Image boundary labeling items
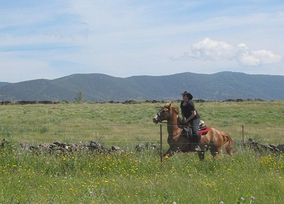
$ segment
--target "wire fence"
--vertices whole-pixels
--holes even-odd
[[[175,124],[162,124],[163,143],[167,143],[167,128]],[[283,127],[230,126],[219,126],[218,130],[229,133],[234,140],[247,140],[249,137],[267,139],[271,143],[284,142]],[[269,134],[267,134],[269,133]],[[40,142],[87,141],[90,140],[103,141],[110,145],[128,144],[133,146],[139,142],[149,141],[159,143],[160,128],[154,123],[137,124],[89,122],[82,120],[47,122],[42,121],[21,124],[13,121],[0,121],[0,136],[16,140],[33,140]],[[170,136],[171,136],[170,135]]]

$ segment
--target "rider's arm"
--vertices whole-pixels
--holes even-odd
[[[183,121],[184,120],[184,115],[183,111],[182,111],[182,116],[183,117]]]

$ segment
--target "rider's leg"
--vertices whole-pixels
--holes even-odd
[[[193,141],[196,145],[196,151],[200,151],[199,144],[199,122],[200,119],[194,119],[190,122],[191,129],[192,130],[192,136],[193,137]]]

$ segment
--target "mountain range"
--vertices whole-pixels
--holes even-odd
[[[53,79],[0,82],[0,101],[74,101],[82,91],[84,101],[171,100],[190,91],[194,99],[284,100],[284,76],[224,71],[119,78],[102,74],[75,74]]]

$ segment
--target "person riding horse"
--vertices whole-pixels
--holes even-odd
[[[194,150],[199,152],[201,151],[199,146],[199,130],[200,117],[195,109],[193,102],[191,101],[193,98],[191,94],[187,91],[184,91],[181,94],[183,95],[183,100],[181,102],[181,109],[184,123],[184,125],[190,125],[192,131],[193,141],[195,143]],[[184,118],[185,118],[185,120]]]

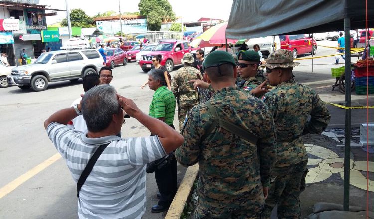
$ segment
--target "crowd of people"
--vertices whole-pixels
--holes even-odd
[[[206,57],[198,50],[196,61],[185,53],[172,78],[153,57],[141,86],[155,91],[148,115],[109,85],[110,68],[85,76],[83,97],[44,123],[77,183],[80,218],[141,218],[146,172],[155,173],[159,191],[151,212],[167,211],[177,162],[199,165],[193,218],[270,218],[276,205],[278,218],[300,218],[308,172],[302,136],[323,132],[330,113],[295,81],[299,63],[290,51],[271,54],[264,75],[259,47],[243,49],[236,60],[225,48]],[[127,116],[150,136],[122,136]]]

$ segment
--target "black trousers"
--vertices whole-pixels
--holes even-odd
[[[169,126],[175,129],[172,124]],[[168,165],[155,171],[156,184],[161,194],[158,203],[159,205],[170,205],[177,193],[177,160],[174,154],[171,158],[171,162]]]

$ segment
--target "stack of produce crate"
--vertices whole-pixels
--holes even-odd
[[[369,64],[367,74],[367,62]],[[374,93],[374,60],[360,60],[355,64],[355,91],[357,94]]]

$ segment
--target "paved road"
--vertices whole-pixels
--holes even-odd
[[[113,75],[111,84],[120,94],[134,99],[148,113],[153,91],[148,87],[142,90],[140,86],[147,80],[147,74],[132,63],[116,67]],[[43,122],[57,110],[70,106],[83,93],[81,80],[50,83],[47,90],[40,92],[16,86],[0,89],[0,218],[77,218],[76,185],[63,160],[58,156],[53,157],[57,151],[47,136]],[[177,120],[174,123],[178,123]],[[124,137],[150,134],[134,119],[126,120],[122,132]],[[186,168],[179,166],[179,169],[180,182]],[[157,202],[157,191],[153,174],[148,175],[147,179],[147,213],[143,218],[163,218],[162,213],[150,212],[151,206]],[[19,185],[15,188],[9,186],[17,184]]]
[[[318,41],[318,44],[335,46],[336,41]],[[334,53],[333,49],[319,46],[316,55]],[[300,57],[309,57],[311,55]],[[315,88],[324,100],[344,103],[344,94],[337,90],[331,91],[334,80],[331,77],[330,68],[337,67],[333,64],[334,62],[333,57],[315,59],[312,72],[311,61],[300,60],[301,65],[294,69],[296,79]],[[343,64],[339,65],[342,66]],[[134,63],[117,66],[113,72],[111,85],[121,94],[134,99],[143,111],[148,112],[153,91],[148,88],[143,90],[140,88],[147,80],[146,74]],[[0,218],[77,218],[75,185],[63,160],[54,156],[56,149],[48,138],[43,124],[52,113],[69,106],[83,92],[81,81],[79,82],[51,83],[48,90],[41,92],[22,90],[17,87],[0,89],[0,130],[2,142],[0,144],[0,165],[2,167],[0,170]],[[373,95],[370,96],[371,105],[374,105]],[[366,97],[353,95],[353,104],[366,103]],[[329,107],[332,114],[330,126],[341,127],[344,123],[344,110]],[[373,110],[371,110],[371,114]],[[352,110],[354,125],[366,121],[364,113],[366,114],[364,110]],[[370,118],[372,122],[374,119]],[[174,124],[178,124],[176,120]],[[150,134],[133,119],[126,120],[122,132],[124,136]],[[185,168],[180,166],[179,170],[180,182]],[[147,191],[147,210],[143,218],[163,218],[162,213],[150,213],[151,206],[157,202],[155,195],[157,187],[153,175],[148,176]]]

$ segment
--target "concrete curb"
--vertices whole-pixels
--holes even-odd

### Instructions to follow
Exclude the pictures. Write out the remaining data exactly.

### Answer to the task
$ segment
--target "wire fence"
--vertices whole-pixels
--holes even-odd
[[[175,124],[162,124],[163,143],[167,143],[167,128]],[[283,127],[230,126],[219,126],[218,130],[229,133],[234,140],[247,140],[249,137],[267,139],[271,143],[284,142]],[[269,134],[267,134],[269,133]],[[40,142],[87,141],[90,140],[103,141],[110,145],[128,144],[133,146],[139,142],[149,141],[159,143],[160,128],[154,123],[137,124],[89,122],[82,120],[47,122],[42,121],[21,124],[13,121],[0,121],[0,136],[16,140],[33,140]],[[170,136],[171,136],[170,135]]]

$ segment
--target "rider's arm"
--vertices whole-pixels
--holes even-odd
[[[183,121],[184,120],[184,115],[183,111],[182,111],[182,116],[183,117]]]

$ segment
--target "rider's leg"
--vertices whole-pixels
--holes even-odd
[[[193,141],[196,145],[196,151],[200,151],[199,144],[199,122],[200,119],[194,119],[190,122],[191,129],[192,130],[192,136],[193,137]]]

$ segment
--target "mountain range"
--vertices whole-pixels
--holes even-odd
[[[53,79],[0,82],[0,101],[74,101],[82,91],[84,101],[171,100],[190,91],[194,99],[284,100],[284,76],[224,71],[119,78],[102,74],[75,74]]]

$ segment
--target "person riding horse"
--vertices whole-pixels
--holes even-odd
[[[194,150],[199,152],[201,151],[199,146],[199,130],[200,117],[195,109],[193,102],[191,101],[193,98],[191,94],[187,91],[184,91],[181,94],[183,95],[183,100],[181,102],[181,109],[184,123],[184,125],[190,125],[192,131],[193,141],[195,143]],[[184,118],[185,118],[185,120]]]

$ segment
--target "crowd of people"
--vertices whole-pixels
--holes even-odd
[[[206,57],[198,50],[196,61],[185,53],[172,78],[153,57],[141,86],[155,91],[148,115],[109,85],[110,68],[85,76],[83,97],[44,123],[77,183],[80,218],[141,218],[146,172],[155,173],[159,191],[151,212],[167,211],[177,162],[199,165],[193,218],[270,218],[276,205],[278,218],[300,218],[308,172],[302,136],[323,132],[330,113],[295,81],[299,63],[290,51],[271,54],[264,75],[259,47],[243,49],[236,60],[225,48]],[[127,116],[150,136],[122,136]]]

$ segment
--target "black trousers"
--vertices whole-pixels
--holes even-odd
[[[169,126],[175,129],[172,124]],[[168,165],[155,171],[156,184],[161,194],[158,203],[159,205],[170,205],[177,193],[177,160],[174,154],[171,158],[171,162]]]

$ segment
--target "stack of produce crate"
--vertices whole-pixels
--holes even-odd
[[[369,64],[367,74],[367,62]],[[374,93],[374,60],[360,60],[355,64],[355,91],[357,94]]]

$ segment
--target "paved road"
--vertices whole-pixels
--holes even-odd
[[[113,75],[111,84],[120,94],[134,99],[148,113],[153,91],[148,87],[142,90],[140,86],[147,80],[147,74],[132,63],[116,67]],[[43,122],[57,110],[70,106],[83,93],[81,80],[50,83],[47,90],[40,92],[16,86],[0,89],[0,218],[77,218],[76,185],[63,160],[58,156],[53,157],[57,151],[47,136]],[[177,120],[174,123],[178,123]],[[124,137],[150,134],[134,119],[126,120],[122,132]],[[186,168],[179,166],[179,169],[180,182]],[[157,202],[157,191],[153,174],[148,175],[147,179],[147,213],[143,218],[163,218],[162,213],[150,212],[151,206]],[[19,185],[15,188],[9,186],[17,184]]]
[[[318,41],[318,44],[335,46],[336,41]],[[334,53],[333,49],[319,46],[316,55]],[[300,57],[309,57],[311,55]],[[315,88],[324,100],[344,103],[344,94],[337,90],[331,91],[334,80],[331,77],[330,68],[337,67],[333,64],[334,62],[333,57],[315,59],[312,72],[311,61],[300,60],[301,65],[294,69],[296,79]],[[343,64],[339,65],[342,66]],[[134,63],[117,66],[113,72],[111,85],[121,94],[134,99],[143,111],[148,112],[153,91],[148,88],[143,90],[140,88],[147,80],[146,74]],[[0,218],[77,218],[75,185],[63,160],[54,156],[56,149],[48,138],[43,124],[52,113],[69,106],[83,92],[81,81],[79,82],[51,83],[48,90],[41,92],[22,90],[17,87],[0,89],[0,130],[2,142],[0,144],[0,165],[2,167],[0,170]],[[373,95],[370,96],[371,105],[374,105]],[[366,97],[353,95],[353,104],[366,103]],[[329,107],[332,114],[330,126],[341,127],[344,123],[344,110]],[[373,110],[371,110],[371,114]],[[352,110],[354,125],[366,121],[364,113],[366,114],[364,110]],[[370,118],[372,122],[374,119]],[[174,124],[178,124],[176,120]],[[150,134],[133,119],[126,120],[122,132],[124,136]],[[185,168],[180,166],[179,170],[180,182]],[[147,191],[147,210],[143,218],[163,218],[162,213],[150,213],[151,206],[157,202],[155,195],[157,187],[153,175],[148,176]]]

$ segment
--target "concrete curb"
--vertices whole-pixels
--holes even-odd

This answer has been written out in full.